What you should do – Skip the pictures and repeat each line of the data exactly.

Entries shown –
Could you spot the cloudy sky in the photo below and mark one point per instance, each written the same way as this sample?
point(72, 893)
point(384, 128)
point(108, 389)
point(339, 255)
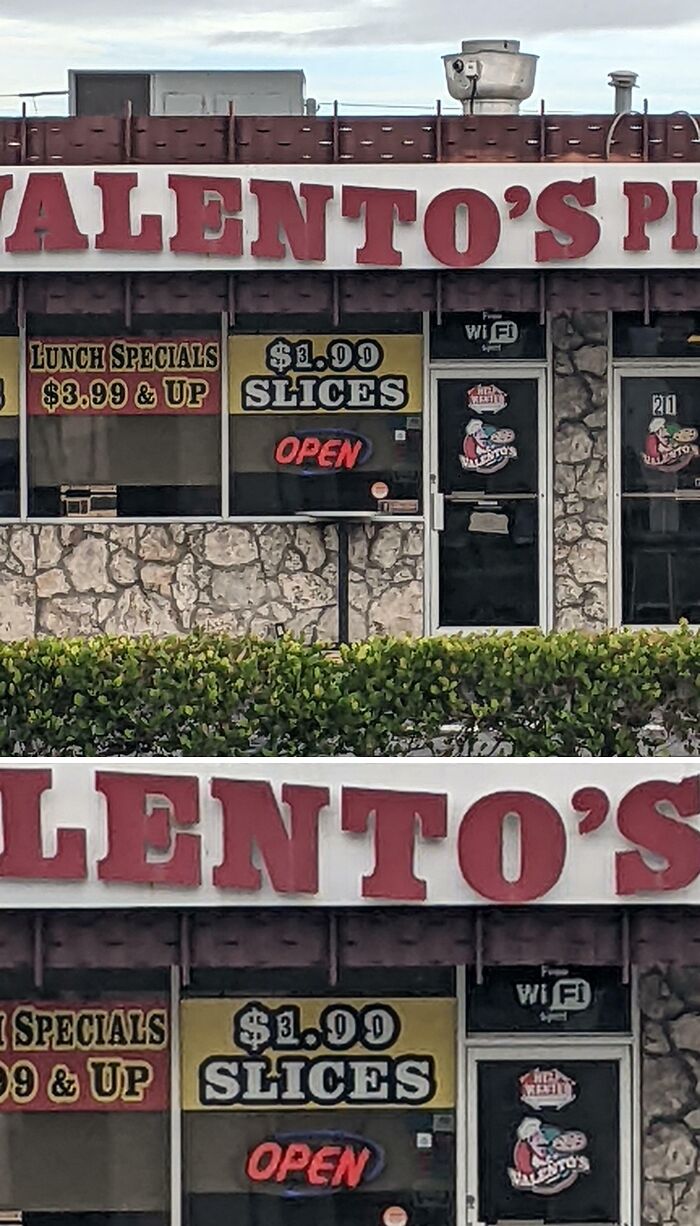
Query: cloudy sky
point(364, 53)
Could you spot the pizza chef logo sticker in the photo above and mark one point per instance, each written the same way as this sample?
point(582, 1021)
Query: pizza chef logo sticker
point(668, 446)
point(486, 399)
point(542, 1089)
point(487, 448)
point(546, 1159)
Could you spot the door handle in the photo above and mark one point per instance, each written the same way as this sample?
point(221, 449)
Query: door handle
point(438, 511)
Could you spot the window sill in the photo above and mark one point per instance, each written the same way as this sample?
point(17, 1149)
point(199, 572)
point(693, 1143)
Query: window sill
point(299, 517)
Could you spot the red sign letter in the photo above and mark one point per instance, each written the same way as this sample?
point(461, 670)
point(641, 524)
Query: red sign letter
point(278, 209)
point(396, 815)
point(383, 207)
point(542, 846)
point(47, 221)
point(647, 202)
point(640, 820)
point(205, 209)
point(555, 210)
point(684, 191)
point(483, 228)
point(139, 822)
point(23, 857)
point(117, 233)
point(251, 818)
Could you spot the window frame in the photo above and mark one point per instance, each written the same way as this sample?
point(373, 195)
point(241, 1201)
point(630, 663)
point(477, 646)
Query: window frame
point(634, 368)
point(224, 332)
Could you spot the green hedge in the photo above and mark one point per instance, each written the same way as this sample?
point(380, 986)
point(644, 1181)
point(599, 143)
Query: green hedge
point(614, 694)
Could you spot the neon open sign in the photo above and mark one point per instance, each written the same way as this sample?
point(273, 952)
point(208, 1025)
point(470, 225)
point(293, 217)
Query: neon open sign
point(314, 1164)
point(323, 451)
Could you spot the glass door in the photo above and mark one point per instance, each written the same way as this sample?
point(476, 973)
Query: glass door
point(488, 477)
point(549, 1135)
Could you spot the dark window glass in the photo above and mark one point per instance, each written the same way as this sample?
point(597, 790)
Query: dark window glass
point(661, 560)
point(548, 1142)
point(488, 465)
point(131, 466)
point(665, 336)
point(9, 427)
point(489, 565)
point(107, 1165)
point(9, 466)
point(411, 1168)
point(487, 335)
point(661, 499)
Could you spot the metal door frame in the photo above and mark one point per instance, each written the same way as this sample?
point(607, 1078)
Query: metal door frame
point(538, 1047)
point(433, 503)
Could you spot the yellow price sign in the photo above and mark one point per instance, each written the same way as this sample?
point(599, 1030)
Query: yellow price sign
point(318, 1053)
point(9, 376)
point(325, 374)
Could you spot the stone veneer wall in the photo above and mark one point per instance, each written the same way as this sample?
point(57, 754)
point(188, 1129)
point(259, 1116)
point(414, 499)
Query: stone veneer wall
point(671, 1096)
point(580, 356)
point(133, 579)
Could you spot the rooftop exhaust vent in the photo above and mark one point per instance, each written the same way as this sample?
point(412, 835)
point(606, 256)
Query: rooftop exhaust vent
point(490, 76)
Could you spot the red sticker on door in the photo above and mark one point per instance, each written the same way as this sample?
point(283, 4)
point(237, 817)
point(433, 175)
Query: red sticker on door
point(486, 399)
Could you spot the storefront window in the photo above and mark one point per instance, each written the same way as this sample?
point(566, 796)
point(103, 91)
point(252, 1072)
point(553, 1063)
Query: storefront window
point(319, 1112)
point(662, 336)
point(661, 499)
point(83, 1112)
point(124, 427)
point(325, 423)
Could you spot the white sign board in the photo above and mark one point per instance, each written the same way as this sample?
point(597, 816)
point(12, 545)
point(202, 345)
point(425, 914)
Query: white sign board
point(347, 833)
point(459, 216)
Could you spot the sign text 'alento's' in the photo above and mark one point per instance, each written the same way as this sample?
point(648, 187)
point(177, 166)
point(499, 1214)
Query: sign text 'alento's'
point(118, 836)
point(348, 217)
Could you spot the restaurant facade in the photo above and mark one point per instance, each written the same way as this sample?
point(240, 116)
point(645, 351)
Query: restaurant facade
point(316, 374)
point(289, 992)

Reply to the task –
Could you spot the cloudy sky in the photo below and mark one point per instance, each written the same way as this sample?
point(72, 893)
point(384, 128)
point(108, 389)
point(339, 255)
Query: cloudy sky
point(364, 53)
Could you spot the pizza chef logo sticker in the photo above and mark one point per instance, each written the same way as this sample?
point(582, 1021)
Query: pizza chef logo sticker
point(668, 446)
point(486, 399)
point(542, 1089)
point(487, 448)
point(546, 1159)
Could you spot the door handle in the photo above and mark one point per instance, each written the same way as this sample?
point(221, 449)
Query: door handle
point(438, 511)
Could you spot the window sill in the photo above and mark one point per instance, each written the same way as this sample?
point(17, 1149)
point(199, 572)
point(693, 1143)
Query: window sill
point(299, 517)
Could you spot the red sign letter in the photo above and mark one point per instance, each written the same way as this sample?
point(461, 670)
point(641, 524)
Query: red sign letter
point(278, 209)
point(396, 815)
point(383, 207)
point(542, 846)
point(47, 221)
point(647, 202)
point(640, 820)
point(205, 209)
point(555, 210)
point(684, 191)
point(483, 228)
point(139, 822)
point(23, 857)
point(117, 233)
point(251, 818)
Could you spot the window frame in the photo above and mark one point per instance, each written the same way as this sample?
point(373, 195)
point(241, 1201)
point(630, 663)
point(477, 646)
Query: window frame
point(634, 368)
point(224, 332)
Could you spot the green hedge in the photo above and mark one point per instance, each written the same way as this sample?
point(380, 986)
point(644, 1181)
point(599, 143)
Query: green hedge
point(614, 694)
Could you spot the neon open sign in the photo above and mark one point per instance, each written the same way as this sample?
point(273, 952)
point(208, 1025)
point(470, 225)
point(293, 217)
Query: neon open sign
point(314, 1164)
point(323, 451)
Could you spot the glass door in the photo above and mark one point per instance, each written the same way as this sample?
point(476, 973)
Query: glass door
point(488, 477)
point(549, 1135)
Could you spot the dark window glass in the photo above and mark one point per instance, each written the same way as this sample?
point(597, 790)
Query: dark window glass
point(661, 560)
point(548, 1142)
point(488, 465)
point(131, 466)
point(665, 336)
point(9, 427)
point(489, 565)
point(107, 1165)
point(9, 466)
point(411, 1168)
point(487, 335)
point(661, 499)
Could you spot the metal door frame in the photo above and mark one point per instance, each written the same way as this sample?
point(607, 1078)
Query: metal door frame
point(538, 1047)
point(433, 503)
Could you spot the yellow price sign in the photo above and mark one point per instance, each written the same way as this sample?
point(599, 1030)
Query: yellow price sign
point(318, 1053)
point(9, 376)
point(325, 374)
Could you spot the stone veneer wall in the photo above and mark one point per instance, each written the same way as this sample?
point(57, 754)
point(188, 1129)
point(259, 1116)
point(414, 499)
Query: stone veneer wall
point(671, 1096)
point(580, 356)
point(133, 579)
Could you spot the rooftop exhaust vent in the photo above and mark one point per instance, each written the same way as this sample?
point(412, 835)
point(606, 256)
Query: rooftop exhaust vent
point(490, 76)
Could you spot the red sticker on door in the photo above and mark one point per instance, each written the same way as this sample?
point(283, 4)
point(237, 817)
point(433, 175)
Query: red sticker on door
point(486, 399)
Could you spot the storefront window in the photo above and mark one point per instance, each written the same way as this sample?
point(566, 796)
point(103, 91)
point(252, 1072)
point(553, 1063)
Query: storefront window
point(319, 1112)
point(662, 336)
point(661, 499)
point(83, 1112)
point(124, 427)
point(325, 423)
Could you spot the white sign board in the photo above and mark one point per instance, each written the same way as this sample?
point(597, 816)
point(12, 545)
point(202, 345)
point(425, 914)
Query: white sign board
point(347, 833)
point(459, 216)
Could you spot the sign text 'alento's' in the photo above and mark one point per instance, each written the same way as this sample?
point(648, 187)
point(177, 166)
point(499, 1214)
Query: sign text 'alento's'
point(118, 836)
point(348, 217)
Could you spot the restaurant facade in the photo above and mark one point per instance, each written the same way as this sample?
point(240, 116)
point(645, 351)
Query: restaurant facade
point(316, 374)
point(289, 992)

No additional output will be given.